Text shown:
┌────────
Discrete Color Bars¶
Colormaps are by default continuous, but sometimes you'd like to represent discrete values. The easiest way to do this is to use the plt.cm.get_cmap()
function, and pass the name of a suitable colormap along with the number of desired bins:
plt.imshow(I, cmap=plt.cm.get_cmap('Blues', 6))
plt.colorbar()
plt.clim(-1, 1);
The discrete version of a colormap can be used just like any other colormap.
Example: Handwritten Digits¶
For an example of where this might be useful, let's look at an interesting visualization of some hand written digits data. This data is included in Scikit-Learn, and consists of nearly 2,000 $8 \times 8$ thumbnails showing various hand-written digits.
For now, let's start by downloading the digits data and visualizing several of the example images with plt.imshow()
:
# load images of the digits 0 through 5 and visualize several of them
from sklearn.datasets import load_digits
digits = load_digits(n_class=6)
└────────
[Dataset entries]
┌────────
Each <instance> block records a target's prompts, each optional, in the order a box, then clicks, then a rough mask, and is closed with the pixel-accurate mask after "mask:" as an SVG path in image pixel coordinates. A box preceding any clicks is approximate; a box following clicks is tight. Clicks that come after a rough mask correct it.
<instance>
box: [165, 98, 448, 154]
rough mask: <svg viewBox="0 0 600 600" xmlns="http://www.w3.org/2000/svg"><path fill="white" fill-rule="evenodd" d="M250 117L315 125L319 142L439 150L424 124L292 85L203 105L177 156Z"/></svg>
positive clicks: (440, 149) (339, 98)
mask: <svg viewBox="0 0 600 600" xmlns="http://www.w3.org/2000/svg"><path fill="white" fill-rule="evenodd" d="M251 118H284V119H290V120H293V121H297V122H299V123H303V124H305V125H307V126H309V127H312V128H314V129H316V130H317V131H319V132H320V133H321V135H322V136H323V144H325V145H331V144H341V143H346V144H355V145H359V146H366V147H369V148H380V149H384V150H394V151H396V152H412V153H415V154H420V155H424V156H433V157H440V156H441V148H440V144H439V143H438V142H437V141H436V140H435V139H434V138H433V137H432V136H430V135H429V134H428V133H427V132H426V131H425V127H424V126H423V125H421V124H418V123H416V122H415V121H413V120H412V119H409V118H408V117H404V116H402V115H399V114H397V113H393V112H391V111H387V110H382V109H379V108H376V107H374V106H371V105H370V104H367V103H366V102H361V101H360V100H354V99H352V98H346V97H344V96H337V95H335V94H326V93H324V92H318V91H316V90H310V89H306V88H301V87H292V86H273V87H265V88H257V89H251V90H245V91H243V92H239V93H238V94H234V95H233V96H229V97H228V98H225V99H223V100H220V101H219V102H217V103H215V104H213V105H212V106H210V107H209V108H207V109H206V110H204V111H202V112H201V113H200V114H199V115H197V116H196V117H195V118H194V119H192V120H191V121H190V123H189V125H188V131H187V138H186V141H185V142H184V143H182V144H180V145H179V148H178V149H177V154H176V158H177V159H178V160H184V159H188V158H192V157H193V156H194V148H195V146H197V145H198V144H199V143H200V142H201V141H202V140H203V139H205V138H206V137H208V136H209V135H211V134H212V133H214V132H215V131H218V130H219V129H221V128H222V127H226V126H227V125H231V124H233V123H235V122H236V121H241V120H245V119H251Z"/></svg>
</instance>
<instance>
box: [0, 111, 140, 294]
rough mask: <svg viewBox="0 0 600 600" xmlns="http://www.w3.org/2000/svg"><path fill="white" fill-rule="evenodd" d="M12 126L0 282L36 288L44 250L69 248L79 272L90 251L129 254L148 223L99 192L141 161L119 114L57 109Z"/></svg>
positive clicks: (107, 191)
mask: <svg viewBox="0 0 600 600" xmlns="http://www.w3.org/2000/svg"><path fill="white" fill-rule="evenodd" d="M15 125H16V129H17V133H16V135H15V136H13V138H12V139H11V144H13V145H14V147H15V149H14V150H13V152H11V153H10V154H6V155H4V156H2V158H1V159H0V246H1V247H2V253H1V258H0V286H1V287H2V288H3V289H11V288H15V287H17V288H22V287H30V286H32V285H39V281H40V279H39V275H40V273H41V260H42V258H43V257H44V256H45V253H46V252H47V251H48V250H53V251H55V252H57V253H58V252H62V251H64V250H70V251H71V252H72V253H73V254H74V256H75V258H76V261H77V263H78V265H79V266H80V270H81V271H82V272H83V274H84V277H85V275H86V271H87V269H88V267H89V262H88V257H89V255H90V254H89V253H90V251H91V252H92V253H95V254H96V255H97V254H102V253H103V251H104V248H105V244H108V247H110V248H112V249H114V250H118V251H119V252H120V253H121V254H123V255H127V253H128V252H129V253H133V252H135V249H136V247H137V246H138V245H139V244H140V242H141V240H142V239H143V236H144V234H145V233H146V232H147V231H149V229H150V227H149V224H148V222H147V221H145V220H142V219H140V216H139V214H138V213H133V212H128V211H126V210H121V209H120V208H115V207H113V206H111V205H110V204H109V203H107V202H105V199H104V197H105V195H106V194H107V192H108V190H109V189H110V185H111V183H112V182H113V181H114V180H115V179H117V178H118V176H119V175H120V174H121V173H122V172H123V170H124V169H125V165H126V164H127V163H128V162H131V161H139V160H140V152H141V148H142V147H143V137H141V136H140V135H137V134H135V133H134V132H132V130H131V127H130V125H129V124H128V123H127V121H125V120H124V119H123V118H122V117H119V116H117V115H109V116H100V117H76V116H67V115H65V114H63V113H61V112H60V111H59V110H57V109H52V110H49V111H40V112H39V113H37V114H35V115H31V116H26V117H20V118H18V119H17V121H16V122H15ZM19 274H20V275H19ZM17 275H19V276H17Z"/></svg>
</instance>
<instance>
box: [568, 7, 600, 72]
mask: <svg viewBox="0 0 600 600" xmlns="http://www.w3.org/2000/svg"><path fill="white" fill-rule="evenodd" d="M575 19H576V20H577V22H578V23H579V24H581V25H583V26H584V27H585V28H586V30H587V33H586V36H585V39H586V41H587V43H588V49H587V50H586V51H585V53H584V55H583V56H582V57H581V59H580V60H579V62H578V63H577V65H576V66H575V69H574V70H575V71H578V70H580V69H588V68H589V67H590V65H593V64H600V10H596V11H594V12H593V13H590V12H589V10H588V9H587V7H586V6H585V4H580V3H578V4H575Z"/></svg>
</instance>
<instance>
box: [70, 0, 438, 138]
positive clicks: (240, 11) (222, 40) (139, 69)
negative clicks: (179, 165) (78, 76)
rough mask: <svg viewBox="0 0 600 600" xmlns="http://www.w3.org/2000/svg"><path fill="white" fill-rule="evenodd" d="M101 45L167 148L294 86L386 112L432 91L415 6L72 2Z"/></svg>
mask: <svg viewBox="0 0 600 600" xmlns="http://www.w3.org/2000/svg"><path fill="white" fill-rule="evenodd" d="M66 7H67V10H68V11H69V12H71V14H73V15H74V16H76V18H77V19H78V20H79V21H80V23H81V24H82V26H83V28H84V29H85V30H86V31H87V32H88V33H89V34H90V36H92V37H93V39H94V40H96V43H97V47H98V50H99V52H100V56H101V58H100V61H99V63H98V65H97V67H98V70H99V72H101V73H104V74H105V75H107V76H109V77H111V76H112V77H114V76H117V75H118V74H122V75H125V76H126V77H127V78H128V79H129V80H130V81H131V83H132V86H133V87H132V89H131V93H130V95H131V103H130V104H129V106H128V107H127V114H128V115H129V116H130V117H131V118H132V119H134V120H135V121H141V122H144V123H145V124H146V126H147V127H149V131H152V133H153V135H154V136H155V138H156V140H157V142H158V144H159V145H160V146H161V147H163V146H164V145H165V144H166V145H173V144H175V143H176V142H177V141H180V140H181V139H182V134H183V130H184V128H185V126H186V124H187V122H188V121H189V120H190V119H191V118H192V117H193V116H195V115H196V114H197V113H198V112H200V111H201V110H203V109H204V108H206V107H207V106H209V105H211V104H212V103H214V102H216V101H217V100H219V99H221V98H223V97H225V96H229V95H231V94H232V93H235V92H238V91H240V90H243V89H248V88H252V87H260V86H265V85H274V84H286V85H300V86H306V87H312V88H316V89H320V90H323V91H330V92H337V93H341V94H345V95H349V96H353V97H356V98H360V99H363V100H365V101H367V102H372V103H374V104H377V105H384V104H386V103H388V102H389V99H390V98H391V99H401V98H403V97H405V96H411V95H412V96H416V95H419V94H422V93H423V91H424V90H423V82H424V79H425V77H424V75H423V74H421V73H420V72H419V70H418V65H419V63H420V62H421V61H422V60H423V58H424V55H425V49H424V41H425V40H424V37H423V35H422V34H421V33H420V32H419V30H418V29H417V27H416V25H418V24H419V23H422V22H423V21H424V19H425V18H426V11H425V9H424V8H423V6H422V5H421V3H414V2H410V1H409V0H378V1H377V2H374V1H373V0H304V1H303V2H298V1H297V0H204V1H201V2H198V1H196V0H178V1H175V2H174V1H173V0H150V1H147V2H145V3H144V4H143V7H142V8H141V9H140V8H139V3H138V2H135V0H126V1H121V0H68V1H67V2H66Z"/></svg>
└────────
How to complete this task:
In the text on discrete color bars, revise the part that begins at the words "function, and pass" and stops after "plt.colorbar()", replacing "Blues" with "Greens".

Solution to this task:
function, and pass the name of a suitable colormap along with the number of desired bins:
plt.imshow(I, cmap=plt.cm.get_cmap('Greens', 6))
plt.colorbar()